Return every line of the records that contains the word "person", copying each one in full.

§ **Record list**
┌──

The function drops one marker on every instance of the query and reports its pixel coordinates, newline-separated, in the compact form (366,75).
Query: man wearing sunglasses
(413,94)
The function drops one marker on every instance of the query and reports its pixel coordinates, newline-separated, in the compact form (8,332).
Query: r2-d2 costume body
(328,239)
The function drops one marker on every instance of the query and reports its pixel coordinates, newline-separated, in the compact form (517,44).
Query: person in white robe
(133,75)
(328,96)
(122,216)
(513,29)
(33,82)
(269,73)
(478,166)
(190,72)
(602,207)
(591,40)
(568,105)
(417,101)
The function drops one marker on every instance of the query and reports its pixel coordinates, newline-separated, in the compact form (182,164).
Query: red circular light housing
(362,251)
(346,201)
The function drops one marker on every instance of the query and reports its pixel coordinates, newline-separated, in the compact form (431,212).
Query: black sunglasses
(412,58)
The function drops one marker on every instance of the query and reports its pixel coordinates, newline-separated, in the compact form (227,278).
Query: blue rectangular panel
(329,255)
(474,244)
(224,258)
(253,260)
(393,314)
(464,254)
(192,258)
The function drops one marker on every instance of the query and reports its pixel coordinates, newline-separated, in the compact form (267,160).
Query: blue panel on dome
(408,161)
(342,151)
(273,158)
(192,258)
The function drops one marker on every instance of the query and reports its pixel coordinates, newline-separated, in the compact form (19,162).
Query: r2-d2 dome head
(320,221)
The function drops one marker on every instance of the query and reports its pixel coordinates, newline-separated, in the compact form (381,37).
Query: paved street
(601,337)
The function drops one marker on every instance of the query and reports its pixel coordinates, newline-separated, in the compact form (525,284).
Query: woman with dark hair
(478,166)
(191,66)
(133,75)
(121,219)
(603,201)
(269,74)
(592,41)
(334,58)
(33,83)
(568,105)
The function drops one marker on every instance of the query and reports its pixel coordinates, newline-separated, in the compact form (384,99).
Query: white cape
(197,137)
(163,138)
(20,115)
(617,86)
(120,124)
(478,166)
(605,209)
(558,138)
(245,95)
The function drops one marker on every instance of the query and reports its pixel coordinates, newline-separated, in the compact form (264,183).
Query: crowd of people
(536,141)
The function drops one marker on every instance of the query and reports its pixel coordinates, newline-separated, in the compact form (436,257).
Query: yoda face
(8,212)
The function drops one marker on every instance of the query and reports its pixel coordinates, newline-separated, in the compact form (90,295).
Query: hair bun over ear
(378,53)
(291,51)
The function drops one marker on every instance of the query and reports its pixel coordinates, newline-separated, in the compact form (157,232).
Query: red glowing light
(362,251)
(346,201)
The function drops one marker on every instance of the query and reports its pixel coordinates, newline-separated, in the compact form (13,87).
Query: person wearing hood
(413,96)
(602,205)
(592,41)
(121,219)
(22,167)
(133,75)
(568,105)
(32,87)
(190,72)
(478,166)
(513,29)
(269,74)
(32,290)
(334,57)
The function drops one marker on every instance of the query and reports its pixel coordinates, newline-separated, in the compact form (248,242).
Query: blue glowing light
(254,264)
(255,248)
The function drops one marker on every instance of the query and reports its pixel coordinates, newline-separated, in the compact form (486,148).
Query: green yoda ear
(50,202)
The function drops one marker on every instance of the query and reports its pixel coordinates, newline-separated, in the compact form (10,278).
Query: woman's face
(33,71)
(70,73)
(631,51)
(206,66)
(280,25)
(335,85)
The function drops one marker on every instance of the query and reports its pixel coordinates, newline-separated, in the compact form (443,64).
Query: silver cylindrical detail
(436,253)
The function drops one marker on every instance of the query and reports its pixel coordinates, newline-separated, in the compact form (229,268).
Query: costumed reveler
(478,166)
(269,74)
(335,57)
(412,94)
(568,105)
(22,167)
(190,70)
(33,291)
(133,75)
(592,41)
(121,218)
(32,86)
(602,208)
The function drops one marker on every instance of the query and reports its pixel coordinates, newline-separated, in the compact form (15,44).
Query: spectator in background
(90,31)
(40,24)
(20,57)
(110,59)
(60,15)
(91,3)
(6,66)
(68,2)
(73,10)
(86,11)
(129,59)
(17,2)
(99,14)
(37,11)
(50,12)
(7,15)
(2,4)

└──
┌──

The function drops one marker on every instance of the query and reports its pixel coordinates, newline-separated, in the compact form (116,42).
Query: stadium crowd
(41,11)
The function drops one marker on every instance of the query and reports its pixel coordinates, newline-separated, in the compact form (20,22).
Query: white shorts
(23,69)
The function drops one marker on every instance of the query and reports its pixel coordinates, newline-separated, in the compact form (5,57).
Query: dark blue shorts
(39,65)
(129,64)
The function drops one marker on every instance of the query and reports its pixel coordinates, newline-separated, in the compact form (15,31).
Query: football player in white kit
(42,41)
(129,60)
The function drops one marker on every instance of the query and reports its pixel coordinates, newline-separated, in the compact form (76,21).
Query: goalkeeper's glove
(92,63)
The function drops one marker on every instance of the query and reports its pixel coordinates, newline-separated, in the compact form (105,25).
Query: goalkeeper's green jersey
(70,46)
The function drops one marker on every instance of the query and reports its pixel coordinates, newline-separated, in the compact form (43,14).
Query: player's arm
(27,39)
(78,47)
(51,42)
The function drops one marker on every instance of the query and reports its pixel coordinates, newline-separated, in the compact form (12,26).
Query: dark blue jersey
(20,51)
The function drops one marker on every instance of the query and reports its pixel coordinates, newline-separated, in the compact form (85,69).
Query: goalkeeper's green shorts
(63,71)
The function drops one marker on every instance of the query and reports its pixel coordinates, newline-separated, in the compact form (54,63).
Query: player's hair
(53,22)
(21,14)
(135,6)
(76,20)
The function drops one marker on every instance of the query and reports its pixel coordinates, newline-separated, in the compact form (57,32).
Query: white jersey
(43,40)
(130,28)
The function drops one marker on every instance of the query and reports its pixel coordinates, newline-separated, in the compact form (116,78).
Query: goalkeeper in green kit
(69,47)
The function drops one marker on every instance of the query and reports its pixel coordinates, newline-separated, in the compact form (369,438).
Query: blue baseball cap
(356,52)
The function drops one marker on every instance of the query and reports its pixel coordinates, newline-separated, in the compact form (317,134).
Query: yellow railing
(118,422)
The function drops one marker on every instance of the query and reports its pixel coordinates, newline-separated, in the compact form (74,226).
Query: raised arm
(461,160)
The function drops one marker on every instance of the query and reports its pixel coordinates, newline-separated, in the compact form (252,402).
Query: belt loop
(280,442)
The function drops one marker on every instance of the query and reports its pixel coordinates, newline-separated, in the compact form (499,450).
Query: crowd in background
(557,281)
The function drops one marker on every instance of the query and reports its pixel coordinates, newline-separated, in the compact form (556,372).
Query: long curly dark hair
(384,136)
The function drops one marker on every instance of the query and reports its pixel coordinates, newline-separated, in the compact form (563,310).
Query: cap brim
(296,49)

└──

§ **Response below**
Query: person in white robe
Query: person wearing hood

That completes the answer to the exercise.